Segment Start: EXTRACTED MATERIAL

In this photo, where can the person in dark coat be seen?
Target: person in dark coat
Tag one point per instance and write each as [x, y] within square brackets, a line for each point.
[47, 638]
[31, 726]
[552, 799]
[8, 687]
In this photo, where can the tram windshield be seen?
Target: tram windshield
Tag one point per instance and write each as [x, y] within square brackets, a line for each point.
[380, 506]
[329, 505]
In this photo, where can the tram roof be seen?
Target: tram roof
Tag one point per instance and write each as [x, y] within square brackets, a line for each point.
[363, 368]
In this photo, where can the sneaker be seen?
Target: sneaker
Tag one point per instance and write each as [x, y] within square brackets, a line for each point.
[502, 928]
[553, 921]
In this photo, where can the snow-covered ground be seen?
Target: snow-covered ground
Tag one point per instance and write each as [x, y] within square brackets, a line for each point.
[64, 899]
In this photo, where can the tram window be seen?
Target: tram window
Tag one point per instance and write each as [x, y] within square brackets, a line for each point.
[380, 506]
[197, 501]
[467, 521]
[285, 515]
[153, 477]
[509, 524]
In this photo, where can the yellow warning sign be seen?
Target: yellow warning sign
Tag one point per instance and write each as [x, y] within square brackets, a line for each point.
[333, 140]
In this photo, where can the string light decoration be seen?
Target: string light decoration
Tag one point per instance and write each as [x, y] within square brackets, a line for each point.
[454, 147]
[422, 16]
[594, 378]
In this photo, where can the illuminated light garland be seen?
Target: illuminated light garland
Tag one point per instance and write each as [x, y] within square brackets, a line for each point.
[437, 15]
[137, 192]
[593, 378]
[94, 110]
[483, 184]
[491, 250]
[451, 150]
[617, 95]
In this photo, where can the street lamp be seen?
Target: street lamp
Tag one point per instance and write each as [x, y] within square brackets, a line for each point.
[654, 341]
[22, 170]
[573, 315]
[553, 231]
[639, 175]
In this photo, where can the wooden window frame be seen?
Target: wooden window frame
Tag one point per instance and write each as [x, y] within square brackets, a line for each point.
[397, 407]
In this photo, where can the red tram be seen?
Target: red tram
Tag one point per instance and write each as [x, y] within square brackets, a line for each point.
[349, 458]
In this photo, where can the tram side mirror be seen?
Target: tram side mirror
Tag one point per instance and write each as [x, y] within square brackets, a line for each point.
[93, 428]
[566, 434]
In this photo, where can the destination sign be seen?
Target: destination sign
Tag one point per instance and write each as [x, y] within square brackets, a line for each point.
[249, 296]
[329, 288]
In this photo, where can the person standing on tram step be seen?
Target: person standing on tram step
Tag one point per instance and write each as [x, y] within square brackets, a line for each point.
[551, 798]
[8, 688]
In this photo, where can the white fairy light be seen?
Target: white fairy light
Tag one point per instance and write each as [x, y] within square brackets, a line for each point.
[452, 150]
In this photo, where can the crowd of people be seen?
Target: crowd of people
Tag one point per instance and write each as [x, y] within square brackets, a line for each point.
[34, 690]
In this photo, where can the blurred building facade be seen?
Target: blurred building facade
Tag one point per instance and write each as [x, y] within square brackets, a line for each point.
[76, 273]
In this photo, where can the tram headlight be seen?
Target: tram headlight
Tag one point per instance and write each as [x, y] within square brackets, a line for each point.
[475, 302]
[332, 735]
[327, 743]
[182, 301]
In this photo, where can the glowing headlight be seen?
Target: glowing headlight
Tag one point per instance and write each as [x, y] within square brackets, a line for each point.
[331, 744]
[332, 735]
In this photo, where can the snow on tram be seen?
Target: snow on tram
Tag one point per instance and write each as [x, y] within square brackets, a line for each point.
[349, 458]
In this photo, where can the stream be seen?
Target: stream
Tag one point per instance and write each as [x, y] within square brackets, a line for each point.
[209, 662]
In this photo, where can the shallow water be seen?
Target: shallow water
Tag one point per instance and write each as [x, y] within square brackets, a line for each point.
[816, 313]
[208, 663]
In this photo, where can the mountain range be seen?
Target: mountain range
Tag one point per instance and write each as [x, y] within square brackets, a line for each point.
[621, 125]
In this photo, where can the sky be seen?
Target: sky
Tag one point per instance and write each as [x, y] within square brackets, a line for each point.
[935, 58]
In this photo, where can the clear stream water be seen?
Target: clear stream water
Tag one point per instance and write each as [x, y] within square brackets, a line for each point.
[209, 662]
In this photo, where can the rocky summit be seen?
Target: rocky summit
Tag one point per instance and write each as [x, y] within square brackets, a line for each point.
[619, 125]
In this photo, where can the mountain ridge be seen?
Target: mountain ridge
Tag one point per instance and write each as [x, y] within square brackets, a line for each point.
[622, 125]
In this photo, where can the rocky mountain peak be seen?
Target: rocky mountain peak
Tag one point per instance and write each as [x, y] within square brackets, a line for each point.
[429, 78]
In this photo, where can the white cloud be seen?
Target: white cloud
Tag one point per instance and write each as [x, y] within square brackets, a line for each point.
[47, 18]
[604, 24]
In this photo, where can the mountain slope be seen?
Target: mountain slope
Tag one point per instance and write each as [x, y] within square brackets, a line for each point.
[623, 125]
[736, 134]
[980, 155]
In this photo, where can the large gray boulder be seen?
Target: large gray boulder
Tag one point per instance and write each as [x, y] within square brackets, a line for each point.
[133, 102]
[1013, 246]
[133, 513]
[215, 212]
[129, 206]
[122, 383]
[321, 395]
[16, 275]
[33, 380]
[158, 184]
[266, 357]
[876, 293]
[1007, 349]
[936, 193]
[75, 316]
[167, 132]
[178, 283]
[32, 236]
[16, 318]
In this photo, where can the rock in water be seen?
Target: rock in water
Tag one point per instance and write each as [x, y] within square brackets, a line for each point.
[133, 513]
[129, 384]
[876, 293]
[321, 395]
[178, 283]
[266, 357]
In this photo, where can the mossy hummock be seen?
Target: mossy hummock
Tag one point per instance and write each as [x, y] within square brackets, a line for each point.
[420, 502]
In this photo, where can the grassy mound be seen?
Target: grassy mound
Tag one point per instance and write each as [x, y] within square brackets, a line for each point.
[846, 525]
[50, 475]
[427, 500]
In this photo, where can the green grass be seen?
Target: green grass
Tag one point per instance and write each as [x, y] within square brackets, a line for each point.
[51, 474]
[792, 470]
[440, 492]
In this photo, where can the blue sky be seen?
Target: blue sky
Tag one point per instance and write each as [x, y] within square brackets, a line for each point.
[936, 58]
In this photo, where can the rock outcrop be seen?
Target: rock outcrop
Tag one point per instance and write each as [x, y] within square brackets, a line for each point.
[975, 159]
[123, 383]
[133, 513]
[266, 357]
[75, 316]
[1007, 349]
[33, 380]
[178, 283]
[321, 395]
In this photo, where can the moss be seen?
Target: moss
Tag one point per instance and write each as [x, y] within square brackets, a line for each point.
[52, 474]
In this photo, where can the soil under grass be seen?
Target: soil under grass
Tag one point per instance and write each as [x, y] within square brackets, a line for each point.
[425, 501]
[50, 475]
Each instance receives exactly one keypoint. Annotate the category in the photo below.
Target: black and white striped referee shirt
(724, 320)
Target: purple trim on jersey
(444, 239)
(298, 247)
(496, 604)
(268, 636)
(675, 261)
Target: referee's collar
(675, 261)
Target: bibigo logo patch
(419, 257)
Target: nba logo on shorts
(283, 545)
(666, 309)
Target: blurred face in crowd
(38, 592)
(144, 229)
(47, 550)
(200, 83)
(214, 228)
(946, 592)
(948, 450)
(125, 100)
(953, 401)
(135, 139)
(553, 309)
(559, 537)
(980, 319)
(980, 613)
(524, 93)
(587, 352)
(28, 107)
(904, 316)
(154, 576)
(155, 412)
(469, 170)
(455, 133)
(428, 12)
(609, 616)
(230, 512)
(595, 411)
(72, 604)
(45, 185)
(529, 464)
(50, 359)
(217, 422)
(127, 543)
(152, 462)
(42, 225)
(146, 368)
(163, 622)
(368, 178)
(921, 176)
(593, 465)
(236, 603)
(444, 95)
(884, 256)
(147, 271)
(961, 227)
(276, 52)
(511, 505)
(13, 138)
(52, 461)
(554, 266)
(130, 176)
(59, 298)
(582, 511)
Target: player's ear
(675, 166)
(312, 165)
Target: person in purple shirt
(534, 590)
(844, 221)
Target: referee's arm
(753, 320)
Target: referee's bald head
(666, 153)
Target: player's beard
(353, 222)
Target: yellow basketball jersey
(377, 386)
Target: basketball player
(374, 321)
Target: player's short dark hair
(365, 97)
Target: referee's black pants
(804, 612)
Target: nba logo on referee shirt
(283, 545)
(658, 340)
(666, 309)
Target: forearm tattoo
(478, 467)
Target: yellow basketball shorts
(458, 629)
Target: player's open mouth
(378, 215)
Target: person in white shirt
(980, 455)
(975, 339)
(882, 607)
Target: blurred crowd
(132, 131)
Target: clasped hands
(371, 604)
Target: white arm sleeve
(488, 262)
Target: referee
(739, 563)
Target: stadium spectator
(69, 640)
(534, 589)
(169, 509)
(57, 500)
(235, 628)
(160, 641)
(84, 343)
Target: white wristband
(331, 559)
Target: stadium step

Segment End: EXTRACTED MATERIAL

WHAT IS REQUIRED >> For the listing above, print only the lines starting at the line containing "Target: tram headlight" and ending at the line containing "Target: stream", exactly, both included.

FINISHED TASK >>
Target: tram headlight
Tag one point per instance and write each as [x, y] within square brackets, a line for each point.
[475, 302]
[332, 735]
[327, 743]
[182, 301]
In this photo, where can the glowing headlight be seen?
Target: glowing headlight
Tag one point per instance and write each as [x, y] within square brackets, a line for each point.
[331, 744]
[332, 735]
In this photo, where can the snow on tram be seen?
Target: snow on tram
Tag one point per instance and write each as [x, y] within square brackets, a line for each point.
[349, 458]
In this photo, where can the stream be seen?
Target: stream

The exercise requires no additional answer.